TEXT SHOWN:
Transform 22
Tutorials

Creating an Ensemble of conditioned 2D Fields

%matplotlib widget
import matplotlib.pyplot as plt
plt.ioff()
# turn of warnings
import warnings
warnings.filterwarnings('ignore')

Let's create an ensemble of conditioned random fields in 2D.

import numpy as np
import gstools as gs

# conditioning data (x, y, value)
cond_pos = [[0.3, 1.9, 1.1, 3.3, 4.7], [1.2, 0.6, 3.2, 4.4, 3.8]]
cond_val = [0.47, 0.56, 0.74, 1.47, 1.74]

# grid definition for output field
x = np.arange(0, 5, 0.1)
y = np.arange(0, 5, 0.1)

model = gs.Gaussian(dim=2, var=0.5, len_scale=5, anis=0.5, angles=-0.5)
krige = gs.Krige(model, cond_pos=cond_pos, cond_val=cond_val)
cond_srf = gs.CondSRF(krige)
cond_srf.set_pos([x, y], "structured")

To generate the ensemble we will use a seed-generator. By specifying store=[f"fld{i}", False, False], only the conditioned field is stored with the specified name. The raw random field and the raw kriging field is not stored. This way, we can access each conditioned field by index cond_srf[i]:

seed = gs.random.MasterRNG(20220425)
ens_no = 4
for i in range(ens_no):
    cond_srf(seed=seed(), store=[f"fld{i}", False, False])

Now let's have a look at the pairwise differences between the generated fields. We will see, that they coincide at the given conditions.

fig, ax = plt.subplots(ens_no + 1, ens_no + 1, figsize=(7, 7))

DATA FOR THIS EXERCISE:
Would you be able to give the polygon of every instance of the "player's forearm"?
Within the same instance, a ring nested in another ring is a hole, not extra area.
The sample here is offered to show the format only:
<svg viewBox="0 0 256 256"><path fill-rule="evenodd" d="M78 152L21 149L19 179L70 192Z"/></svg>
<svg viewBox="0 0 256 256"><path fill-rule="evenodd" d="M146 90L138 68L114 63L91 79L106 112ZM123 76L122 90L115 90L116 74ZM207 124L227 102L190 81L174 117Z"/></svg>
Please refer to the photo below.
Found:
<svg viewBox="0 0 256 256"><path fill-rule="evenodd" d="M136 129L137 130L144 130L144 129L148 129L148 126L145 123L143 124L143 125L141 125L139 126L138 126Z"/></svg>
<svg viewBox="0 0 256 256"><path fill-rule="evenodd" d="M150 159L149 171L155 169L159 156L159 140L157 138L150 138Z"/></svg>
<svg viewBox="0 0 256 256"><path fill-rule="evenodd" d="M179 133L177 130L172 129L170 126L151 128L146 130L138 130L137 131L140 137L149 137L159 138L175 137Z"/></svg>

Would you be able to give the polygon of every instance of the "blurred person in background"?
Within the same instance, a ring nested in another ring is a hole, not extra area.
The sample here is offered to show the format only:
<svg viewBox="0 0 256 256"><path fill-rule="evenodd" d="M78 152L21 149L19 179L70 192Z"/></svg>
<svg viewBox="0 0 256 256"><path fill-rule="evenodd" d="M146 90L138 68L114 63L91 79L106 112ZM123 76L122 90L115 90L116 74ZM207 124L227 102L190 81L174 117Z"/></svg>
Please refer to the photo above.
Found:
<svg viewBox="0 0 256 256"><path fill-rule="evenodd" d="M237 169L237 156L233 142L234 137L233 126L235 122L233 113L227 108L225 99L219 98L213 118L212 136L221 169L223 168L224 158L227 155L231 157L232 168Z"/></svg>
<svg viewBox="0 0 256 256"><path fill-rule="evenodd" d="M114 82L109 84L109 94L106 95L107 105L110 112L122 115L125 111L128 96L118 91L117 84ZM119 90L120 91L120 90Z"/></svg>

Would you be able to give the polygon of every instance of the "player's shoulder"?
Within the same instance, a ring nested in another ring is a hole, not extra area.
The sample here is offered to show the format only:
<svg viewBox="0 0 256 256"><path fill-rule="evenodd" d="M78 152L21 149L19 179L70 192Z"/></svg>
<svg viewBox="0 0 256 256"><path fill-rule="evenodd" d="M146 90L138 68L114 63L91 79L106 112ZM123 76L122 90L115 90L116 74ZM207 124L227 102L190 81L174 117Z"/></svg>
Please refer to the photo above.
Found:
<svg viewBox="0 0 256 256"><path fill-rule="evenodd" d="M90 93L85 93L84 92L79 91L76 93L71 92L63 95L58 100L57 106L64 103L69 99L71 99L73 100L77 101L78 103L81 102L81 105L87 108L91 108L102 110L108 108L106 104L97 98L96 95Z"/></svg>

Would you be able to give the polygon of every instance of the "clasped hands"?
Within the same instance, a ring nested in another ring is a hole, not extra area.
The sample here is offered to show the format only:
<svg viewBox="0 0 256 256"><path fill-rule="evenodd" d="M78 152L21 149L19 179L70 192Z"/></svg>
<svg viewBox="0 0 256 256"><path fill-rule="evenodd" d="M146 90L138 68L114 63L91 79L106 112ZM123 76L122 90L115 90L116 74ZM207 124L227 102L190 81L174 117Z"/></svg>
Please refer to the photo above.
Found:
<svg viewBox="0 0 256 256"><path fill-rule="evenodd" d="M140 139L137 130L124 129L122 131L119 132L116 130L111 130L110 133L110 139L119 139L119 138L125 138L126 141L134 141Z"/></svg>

EXERCISE TASK 1:
Extract each line of the entries that contains the string "player", matching case exactly.
EXERCISE TASK 2:
Carry the tutorial on conditioned random fields forward from its last line.
The tutorial on conditioned random fields and the entries are unrelated material.

EXERCISE OUTPUT 1:
Would you be able to give the polygon of every instance of the "player's forearm"?
Would you be able to give the polygon of every instance of the "player's shoulder"?

EXERCISE OUTPUT 2:
# plotting kwargs for scatter and image
vmax = np.max(cond_srf.all_fields)
sc_kw = dict(c=cond_val, edgecolors="k", vmin=0, vmax=vmax)
im_kw = dict(extent=2 * [0, 5], origin="lower", vmin=0, vmax=vmax)

for i in range(ens_no):
    # conditioned fields and conditions
    ax[i + 1, 0].imshow(cond_srf[i].T, **im_kw)
    ax[i + 1, 0].scatter(*cond_pos, **sc_kw)
    ax[i + 1, 0].set_ylabel(f"Field {i}", fontsize=10)
    ax[0, i + 1].imshow(cond_srf[i].T, **im_kw)
    ax[0, i + 1].scatter(*cond_pos, **sc_kw)
    ax[0, i + 1].set_title(f"Field {i}", fontsize=10)
    # absolute differences
    for j in range(ens_no):
        ax[i + 1, j + 1].imshow(np.abs(cond_srf[i] - cond_srf[j]).T, **im_kw)

# beautify plots
ax[0, 0].axis("off")
for a in ax.flatten():
    a.set_xticklabels([]), a.set_yticklabels([])
    a.set_xticks([]), a.set_yticks([])
fig.subplots_adjust(wspace=0, hspace=0)
fig.show()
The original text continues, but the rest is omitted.